Short task: Look for "Practice step: locate the paved" in the listing below, then copy exactly the line it appears in and all lines after it to the end, and nothing more.

Entries:
▼

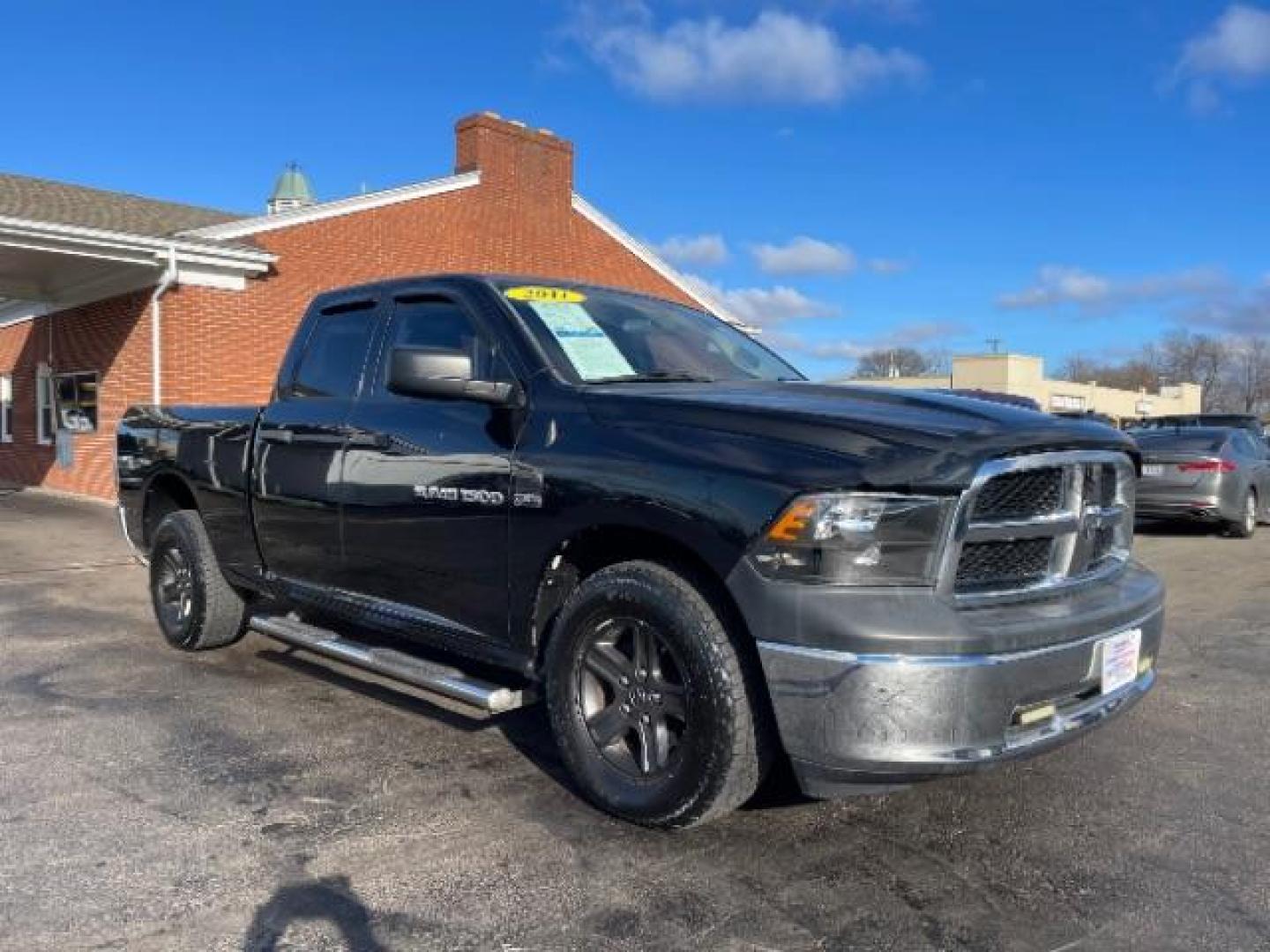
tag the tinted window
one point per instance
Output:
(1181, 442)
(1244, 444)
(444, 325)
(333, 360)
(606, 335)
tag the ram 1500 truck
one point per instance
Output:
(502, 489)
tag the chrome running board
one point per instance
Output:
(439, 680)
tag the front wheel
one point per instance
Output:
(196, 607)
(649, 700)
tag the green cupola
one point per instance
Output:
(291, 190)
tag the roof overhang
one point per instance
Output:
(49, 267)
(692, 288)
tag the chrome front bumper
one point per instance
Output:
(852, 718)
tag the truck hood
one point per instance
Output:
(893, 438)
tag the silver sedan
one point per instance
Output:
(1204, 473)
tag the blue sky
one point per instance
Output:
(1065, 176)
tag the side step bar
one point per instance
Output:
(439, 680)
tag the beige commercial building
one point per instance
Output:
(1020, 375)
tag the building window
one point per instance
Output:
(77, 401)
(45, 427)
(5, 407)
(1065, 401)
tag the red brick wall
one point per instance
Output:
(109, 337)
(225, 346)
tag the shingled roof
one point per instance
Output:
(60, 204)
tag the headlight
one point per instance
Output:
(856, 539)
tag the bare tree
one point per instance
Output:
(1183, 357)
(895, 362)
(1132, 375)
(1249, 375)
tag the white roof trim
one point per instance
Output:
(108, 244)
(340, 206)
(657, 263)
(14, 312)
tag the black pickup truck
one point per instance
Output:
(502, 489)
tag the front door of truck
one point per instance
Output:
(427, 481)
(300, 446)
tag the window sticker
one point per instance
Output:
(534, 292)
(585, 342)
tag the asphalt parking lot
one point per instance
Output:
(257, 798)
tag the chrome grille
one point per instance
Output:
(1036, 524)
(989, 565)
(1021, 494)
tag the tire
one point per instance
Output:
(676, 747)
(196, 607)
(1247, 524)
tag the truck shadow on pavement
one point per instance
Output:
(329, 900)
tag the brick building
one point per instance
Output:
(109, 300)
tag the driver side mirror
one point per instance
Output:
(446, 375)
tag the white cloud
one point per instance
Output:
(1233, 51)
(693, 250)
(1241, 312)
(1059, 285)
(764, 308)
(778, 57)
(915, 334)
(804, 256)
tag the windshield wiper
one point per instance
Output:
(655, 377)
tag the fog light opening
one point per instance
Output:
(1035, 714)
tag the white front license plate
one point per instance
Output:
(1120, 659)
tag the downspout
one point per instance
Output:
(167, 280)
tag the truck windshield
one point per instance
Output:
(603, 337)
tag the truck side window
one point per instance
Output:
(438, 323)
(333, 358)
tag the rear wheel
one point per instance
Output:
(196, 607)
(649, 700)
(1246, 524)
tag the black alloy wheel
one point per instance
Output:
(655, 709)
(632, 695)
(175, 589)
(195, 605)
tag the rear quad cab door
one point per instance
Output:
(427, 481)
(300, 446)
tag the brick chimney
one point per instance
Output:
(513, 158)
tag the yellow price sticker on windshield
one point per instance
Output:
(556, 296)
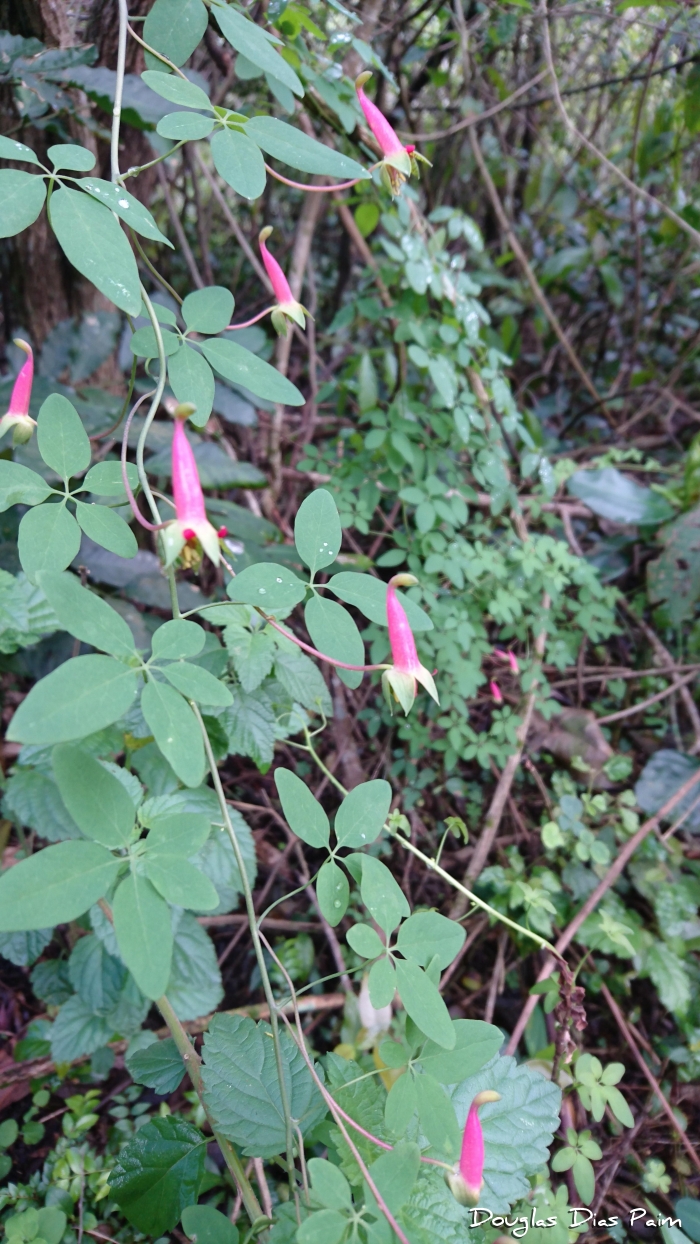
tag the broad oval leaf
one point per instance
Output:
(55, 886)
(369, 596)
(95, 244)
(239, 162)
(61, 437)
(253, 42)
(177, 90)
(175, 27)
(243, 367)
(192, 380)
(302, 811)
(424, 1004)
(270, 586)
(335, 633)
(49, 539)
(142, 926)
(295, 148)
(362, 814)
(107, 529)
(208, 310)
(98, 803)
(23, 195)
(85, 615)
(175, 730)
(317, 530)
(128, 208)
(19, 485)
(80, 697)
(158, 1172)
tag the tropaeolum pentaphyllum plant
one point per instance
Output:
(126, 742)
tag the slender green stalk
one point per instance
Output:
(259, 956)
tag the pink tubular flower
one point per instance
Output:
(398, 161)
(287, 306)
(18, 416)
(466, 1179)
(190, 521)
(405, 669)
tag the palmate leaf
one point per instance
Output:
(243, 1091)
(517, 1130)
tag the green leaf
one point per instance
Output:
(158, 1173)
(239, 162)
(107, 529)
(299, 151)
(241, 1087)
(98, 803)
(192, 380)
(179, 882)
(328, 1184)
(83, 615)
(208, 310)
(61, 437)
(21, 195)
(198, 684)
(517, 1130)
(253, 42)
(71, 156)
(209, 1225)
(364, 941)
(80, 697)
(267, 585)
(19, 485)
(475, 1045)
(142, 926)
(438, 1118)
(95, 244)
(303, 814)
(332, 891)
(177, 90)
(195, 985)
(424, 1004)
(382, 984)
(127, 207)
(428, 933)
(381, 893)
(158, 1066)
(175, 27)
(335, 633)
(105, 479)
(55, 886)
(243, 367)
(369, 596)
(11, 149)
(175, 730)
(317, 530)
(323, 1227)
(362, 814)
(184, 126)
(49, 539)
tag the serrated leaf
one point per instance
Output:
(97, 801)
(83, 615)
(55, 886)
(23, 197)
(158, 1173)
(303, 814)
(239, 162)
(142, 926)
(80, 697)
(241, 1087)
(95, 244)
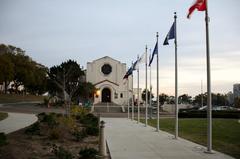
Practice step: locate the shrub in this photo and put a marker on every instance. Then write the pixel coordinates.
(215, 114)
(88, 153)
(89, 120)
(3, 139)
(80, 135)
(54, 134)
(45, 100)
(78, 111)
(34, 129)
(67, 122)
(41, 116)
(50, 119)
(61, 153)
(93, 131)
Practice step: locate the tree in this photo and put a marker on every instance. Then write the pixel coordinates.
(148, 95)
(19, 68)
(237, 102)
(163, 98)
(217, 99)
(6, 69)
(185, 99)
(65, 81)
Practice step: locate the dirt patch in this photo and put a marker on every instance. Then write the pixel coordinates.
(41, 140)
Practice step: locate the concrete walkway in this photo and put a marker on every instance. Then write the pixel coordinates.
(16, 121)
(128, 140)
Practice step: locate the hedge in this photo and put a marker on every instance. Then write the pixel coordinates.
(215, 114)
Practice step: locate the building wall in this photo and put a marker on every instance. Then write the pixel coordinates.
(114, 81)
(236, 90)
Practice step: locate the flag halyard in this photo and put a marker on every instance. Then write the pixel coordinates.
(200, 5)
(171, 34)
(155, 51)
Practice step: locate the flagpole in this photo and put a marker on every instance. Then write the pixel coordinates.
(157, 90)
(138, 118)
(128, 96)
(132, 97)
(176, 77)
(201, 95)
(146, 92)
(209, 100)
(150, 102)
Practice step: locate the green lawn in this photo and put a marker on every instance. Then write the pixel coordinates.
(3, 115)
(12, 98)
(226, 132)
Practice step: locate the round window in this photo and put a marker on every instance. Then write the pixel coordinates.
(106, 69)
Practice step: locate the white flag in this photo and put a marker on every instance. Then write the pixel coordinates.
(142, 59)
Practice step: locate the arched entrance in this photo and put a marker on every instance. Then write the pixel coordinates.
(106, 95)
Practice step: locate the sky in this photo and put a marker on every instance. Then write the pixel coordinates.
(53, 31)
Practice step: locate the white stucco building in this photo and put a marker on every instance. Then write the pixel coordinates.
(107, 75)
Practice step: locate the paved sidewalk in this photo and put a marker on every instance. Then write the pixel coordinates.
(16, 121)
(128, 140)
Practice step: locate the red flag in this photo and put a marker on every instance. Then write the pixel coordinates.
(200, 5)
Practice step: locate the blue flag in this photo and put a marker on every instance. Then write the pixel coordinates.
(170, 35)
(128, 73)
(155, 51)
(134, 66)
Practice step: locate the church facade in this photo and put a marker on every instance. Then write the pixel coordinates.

▲

Exercise answer:
Practice step: locate the paved sidewalk in this photo and put a marker on every instance. Then write the pixel coordinates.
(16, 121)
(128, 140)
Practice step: locate the red flag in this photo and put a marker on every instance. Then write the pixel coordinates.
(200, 5)
Practice step: locate the blue flag in this photo and put a marker on every instance. Then write the pixel coordinates.
(170, 35)
(128, 73)
(155, 51)
(134, 66)
Practice step: locate the church facade in this photo and put a marker on every instance. Then write the pixel coordinates.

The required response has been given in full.